AIM OF THE TASK → Count the lines in the listing below that contain the string "driveway", treating uppercase and lowercase letters as different, and reply with only that number.
==================================================
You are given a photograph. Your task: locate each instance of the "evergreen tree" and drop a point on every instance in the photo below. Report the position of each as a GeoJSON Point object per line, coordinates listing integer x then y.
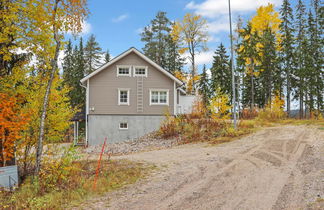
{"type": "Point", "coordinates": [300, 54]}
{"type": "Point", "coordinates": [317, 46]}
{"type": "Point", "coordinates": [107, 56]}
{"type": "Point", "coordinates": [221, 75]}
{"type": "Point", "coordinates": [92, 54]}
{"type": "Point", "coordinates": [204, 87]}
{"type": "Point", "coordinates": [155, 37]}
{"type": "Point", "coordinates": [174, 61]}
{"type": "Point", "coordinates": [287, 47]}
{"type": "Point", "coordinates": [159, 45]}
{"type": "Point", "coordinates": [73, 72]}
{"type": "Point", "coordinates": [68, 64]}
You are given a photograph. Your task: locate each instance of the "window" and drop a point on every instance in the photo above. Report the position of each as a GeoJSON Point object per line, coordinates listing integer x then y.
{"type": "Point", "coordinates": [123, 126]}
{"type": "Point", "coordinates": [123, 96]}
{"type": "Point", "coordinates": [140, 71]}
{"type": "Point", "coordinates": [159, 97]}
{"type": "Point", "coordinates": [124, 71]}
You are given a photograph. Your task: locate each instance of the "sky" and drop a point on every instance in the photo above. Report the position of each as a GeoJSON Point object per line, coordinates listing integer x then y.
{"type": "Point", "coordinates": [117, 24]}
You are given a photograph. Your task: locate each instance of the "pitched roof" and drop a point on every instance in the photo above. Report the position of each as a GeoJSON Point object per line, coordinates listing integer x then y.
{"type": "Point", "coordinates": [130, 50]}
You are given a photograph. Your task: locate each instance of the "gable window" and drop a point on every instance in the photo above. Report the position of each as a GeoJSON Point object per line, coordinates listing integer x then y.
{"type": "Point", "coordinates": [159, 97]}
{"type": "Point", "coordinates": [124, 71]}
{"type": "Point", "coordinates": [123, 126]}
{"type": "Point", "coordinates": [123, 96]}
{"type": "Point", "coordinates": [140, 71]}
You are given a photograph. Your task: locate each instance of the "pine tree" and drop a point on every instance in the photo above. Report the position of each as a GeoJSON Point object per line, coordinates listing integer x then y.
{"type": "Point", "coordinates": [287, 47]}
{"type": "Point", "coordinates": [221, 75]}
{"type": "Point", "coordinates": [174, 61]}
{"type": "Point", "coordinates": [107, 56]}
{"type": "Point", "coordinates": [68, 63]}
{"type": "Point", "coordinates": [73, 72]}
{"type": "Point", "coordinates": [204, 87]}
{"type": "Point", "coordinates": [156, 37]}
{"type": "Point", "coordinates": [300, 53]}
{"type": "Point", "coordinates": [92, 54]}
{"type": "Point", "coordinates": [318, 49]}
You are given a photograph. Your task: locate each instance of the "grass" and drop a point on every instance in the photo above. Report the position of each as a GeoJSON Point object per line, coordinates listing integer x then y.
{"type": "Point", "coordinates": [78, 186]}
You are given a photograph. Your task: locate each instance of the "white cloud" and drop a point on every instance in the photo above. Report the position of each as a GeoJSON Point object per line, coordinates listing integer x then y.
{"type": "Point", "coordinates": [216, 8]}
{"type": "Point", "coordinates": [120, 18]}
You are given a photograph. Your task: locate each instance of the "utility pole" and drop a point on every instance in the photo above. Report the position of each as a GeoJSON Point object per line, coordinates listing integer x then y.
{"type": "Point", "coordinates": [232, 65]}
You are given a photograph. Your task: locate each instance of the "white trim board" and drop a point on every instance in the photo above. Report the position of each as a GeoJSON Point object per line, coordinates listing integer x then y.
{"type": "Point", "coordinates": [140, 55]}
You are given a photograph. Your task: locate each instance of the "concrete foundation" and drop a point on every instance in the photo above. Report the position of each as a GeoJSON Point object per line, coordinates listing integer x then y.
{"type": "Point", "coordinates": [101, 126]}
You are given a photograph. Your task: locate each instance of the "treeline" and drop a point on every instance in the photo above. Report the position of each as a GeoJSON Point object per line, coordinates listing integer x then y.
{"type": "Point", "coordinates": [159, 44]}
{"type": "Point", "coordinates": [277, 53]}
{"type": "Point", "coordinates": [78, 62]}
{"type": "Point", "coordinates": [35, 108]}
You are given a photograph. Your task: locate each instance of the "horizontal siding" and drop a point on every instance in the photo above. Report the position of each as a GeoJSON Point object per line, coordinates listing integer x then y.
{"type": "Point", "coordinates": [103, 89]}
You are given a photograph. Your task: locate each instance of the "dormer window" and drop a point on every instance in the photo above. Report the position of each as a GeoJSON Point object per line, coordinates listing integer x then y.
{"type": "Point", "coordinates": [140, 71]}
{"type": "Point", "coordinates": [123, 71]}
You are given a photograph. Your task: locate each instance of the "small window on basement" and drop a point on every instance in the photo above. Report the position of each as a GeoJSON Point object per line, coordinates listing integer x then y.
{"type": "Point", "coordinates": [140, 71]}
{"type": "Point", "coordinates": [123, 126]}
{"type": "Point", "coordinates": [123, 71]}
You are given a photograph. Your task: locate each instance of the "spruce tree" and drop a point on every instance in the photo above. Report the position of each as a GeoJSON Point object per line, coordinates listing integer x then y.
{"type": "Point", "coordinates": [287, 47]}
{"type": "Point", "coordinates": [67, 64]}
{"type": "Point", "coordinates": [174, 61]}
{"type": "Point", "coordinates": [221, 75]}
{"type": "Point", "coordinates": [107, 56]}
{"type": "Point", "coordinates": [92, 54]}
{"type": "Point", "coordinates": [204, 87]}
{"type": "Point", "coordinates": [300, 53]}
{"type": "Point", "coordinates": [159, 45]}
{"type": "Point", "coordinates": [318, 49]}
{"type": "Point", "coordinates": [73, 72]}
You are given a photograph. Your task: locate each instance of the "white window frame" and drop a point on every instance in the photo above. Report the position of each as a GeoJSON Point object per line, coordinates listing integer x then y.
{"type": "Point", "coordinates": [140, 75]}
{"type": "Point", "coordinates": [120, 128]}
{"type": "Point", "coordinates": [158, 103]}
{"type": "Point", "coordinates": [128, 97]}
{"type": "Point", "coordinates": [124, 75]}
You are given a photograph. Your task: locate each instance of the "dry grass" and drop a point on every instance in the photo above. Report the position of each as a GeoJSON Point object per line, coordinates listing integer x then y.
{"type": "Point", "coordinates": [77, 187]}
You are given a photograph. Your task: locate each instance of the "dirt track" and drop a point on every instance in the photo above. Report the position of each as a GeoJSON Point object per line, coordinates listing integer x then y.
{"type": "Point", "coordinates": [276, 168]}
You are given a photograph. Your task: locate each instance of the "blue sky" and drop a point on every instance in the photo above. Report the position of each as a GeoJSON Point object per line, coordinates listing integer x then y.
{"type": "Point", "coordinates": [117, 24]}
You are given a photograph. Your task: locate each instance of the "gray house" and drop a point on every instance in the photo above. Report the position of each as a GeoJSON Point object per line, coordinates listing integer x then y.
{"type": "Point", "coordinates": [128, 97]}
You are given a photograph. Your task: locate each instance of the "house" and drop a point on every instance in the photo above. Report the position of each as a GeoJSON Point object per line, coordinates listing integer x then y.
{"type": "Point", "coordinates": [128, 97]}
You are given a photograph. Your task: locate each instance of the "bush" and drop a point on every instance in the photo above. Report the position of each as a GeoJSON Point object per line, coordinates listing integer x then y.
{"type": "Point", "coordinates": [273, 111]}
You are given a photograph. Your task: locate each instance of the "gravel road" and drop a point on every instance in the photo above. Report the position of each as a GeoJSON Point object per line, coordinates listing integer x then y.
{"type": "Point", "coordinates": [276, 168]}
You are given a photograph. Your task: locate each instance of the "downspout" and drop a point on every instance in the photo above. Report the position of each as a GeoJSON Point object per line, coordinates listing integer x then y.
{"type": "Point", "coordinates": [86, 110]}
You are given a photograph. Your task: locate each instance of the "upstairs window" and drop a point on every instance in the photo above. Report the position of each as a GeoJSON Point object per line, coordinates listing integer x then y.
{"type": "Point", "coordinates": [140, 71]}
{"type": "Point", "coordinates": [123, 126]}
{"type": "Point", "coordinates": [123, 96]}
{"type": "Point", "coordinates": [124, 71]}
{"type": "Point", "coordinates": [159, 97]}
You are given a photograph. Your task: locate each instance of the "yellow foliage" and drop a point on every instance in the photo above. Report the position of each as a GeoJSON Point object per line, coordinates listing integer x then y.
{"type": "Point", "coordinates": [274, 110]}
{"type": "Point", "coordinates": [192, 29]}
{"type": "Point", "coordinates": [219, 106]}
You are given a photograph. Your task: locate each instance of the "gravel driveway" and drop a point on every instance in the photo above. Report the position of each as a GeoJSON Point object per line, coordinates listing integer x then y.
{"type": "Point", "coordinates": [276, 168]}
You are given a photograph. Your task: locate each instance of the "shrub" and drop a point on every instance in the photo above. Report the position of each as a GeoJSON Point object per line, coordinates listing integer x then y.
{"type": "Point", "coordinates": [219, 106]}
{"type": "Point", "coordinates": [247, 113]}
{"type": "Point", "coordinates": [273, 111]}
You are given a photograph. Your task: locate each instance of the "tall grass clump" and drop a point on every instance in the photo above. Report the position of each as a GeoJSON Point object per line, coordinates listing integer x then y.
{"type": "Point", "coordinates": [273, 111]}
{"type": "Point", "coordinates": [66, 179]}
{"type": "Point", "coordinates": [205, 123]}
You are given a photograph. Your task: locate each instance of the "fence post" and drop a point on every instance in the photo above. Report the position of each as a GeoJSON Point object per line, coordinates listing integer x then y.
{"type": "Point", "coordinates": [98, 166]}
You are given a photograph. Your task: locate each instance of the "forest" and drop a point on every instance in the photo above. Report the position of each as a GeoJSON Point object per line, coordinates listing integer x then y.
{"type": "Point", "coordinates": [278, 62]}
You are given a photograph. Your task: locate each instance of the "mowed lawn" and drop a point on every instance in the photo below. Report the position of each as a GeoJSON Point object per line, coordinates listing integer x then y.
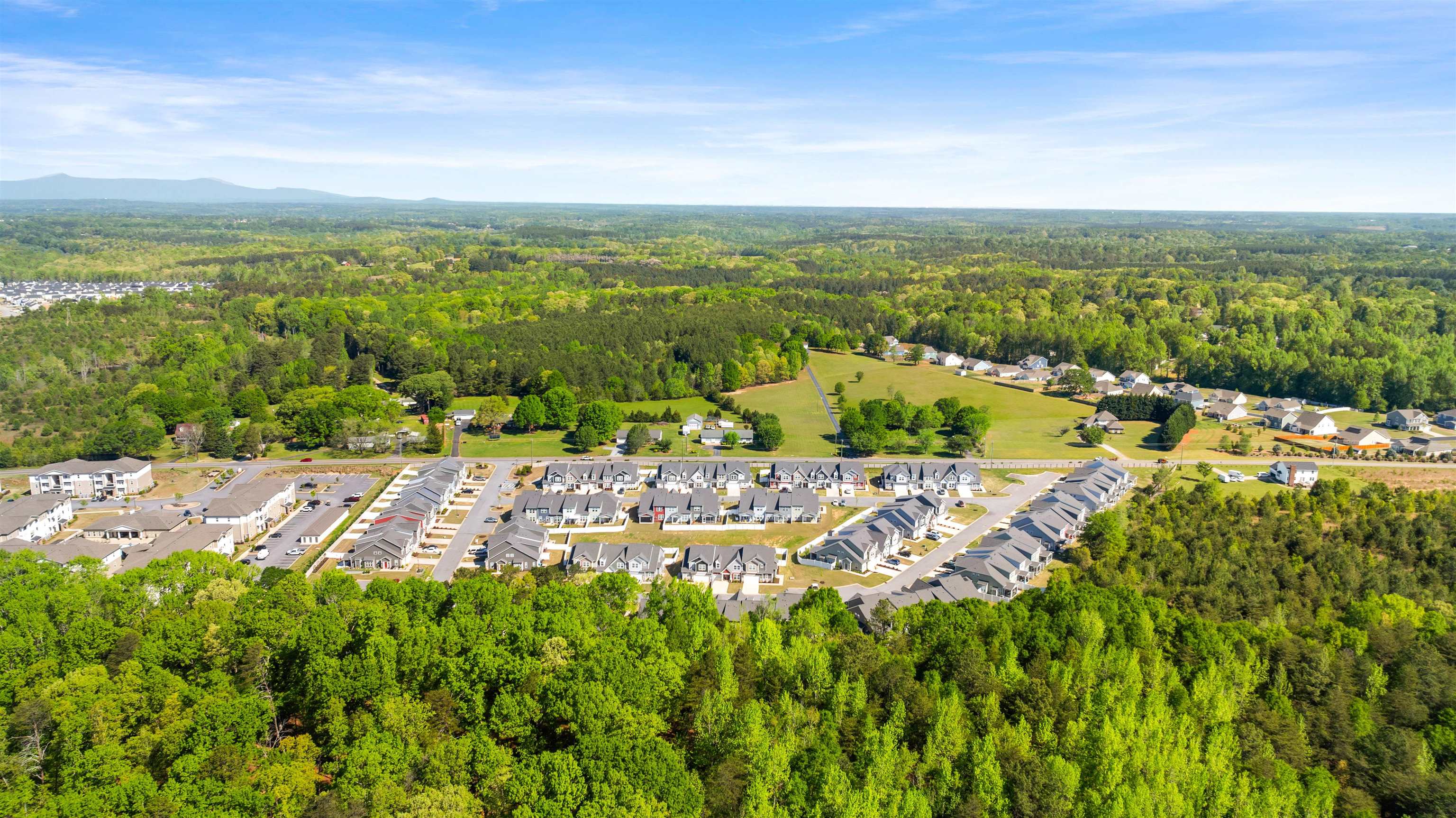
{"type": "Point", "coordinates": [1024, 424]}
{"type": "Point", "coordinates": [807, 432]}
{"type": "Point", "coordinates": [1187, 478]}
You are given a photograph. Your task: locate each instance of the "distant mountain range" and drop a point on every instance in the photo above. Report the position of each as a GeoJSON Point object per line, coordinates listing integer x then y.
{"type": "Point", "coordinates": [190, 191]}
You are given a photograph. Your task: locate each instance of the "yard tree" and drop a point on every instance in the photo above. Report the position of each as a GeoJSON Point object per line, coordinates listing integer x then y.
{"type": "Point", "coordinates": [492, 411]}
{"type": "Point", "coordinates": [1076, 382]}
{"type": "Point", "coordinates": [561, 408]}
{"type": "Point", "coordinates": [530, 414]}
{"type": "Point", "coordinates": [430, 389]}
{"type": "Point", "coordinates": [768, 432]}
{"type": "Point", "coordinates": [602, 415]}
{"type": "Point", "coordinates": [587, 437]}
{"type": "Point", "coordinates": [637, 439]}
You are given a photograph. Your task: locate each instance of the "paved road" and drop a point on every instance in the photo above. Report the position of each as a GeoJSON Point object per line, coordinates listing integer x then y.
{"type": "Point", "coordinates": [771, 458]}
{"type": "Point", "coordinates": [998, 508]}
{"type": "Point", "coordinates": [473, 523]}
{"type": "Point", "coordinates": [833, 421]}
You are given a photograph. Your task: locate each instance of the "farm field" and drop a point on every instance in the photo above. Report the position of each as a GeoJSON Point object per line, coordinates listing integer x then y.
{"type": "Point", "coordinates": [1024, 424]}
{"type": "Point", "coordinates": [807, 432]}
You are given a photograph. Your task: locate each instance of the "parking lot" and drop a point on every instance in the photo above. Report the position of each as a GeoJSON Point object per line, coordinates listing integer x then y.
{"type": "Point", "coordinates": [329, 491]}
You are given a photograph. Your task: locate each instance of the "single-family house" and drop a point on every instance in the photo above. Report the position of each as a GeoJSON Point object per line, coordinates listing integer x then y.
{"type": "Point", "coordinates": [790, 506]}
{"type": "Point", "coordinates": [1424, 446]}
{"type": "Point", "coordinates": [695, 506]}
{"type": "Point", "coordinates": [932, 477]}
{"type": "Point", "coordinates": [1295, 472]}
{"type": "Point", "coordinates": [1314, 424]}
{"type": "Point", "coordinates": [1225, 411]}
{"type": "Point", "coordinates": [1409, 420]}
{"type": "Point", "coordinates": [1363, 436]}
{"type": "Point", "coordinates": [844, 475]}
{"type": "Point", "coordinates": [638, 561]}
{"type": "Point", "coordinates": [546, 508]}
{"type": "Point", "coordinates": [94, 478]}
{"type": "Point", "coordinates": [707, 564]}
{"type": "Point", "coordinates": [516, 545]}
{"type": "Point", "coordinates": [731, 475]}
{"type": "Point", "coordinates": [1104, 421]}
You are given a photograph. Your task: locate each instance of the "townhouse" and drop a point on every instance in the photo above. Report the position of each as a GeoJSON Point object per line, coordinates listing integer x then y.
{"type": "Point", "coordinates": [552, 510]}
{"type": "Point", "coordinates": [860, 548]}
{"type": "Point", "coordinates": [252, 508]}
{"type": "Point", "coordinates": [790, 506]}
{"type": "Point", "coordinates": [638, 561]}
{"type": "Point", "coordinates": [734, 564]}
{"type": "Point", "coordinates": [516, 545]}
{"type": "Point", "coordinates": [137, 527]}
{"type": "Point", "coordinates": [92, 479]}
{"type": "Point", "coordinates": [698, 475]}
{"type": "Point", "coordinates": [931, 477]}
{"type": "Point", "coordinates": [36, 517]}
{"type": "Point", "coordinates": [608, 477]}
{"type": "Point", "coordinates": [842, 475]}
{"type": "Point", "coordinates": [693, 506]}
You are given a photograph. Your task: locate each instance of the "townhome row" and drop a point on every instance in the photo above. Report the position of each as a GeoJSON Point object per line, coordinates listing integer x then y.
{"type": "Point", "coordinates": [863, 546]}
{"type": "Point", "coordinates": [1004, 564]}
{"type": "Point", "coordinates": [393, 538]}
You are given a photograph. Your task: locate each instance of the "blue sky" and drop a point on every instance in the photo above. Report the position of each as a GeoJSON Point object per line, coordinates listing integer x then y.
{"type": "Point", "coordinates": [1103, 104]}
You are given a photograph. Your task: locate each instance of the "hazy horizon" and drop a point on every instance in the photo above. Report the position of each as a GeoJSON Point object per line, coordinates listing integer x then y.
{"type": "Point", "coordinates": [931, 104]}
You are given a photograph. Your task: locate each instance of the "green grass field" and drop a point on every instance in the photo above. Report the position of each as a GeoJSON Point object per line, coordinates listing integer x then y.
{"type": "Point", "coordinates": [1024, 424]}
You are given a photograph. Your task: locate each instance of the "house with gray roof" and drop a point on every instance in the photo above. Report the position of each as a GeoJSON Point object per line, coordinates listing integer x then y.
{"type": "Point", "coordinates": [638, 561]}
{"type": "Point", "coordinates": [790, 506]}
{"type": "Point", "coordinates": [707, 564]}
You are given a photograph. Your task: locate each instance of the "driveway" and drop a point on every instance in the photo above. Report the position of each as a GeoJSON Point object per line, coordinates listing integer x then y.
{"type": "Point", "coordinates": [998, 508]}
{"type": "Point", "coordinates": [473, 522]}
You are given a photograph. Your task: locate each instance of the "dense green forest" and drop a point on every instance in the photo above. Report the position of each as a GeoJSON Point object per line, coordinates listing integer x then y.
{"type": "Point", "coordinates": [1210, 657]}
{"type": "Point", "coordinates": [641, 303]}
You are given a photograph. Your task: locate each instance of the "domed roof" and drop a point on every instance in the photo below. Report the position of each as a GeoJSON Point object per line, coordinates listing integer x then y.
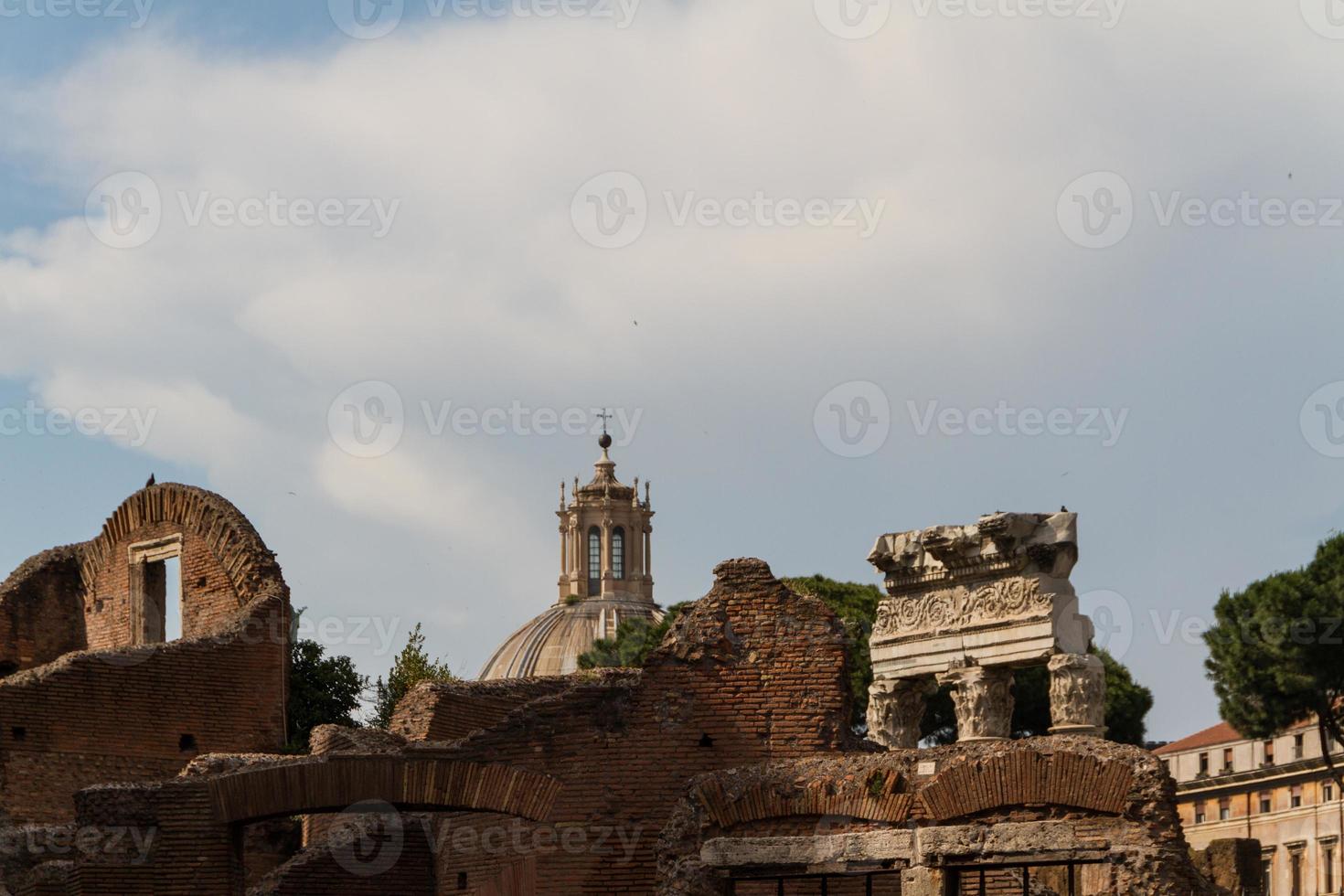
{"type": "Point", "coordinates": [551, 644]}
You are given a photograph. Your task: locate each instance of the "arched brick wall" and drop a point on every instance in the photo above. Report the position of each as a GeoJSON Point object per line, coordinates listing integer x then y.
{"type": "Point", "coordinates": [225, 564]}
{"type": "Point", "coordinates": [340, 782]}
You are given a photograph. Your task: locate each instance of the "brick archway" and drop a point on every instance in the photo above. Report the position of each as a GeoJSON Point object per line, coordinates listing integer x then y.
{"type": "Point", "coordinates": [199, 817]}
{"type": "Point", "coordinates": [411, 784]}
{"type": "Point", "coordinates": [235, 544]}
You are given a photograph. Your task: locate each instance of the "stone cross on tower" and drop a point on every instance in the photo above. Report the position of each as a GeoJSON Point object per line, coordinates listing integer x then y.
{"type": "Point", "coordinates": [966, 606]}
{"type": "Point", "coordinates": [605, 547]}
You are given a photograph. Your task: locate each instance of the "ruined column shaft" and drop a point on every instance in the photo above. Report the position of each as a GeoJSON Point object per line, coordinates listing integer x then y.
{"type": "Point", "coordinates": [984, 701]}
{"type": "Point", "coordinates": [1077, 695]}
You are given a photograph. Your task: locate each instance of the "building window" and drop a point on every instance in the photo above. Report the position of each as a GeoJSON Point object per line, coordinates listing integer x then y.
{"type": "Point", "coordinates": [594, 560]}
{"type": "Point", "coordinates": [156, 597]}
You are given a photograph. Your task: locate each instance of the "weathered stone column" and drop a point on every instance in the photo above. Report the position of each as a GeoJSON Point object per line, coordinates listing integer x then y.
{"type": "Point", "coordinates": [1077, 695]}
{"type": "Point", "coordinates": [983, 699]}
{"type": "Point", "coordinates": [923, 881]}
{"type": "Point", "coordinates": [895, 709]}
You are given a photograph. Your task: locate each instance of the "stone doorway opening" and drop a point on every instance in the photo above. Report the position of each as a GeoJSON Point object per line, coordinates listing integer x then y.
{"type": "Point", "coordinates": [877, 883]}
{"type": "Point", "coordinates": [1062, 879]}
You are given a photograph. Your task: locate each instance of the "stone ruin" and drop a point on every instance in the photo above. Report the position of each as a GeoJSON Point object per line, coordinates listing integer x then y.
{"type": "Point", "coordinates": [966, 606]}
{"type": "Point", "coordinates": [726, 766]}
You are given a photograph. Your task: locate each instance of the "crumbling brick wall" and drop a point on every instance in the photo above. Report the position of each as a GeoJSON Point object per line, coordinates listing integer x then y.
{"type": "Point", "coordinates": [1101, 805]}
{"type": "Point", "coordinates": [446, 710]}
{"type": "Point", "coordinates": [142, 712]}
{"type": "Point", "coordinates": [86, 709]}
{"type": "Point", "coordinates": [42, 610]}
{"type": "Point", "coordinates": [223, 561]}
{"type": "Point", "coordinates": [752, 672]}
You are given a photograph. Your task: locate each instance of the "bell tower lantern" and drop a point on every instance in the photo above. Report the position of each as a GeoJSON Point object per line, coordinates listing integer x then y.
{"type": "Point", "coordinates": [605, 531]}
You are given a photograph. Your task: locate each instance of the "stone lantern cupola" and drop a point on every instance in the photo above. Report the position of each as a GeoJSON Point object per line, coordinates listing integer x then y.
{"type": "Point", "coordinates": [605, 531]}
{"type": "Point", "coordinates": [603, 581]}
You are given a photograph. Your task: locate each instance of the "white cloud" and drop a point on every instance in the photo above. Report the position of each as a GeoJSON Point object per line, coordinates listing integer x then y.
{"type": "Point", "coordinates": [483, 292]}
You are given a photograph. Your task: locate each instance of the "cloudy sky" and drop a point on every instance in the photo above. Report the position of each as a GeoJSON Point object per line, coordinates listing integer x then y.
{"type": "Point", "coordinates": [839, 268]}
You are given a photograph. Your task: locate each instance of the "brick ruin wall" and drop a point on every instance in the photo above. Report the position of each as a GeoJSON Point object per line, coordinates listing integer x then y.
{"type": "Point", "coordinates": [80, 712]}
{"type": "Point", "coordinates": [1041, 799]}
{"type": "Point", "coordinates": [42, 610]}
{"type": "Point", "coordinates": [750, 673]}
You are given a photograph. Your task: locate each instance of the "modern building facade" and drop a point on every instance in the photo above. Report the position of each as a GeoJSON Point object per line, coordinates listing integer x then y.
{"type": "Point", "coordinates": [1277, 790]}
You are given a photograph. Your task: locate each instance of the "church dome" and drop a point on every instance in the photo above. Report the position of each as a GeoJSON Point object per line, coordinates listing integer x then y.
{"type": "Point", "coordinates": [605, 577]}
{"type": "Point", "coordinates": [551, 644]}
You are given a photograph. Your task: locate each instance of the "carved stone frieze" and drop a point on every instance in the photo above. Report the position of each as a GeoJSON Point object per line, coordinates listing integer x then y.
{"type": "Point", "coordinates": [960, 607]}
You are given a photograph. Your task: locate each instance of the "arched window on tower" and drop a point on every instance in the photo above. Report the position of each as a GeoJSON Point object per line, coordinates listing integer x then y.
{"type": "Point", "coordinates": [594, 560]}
==================================================
RESPONSE → 2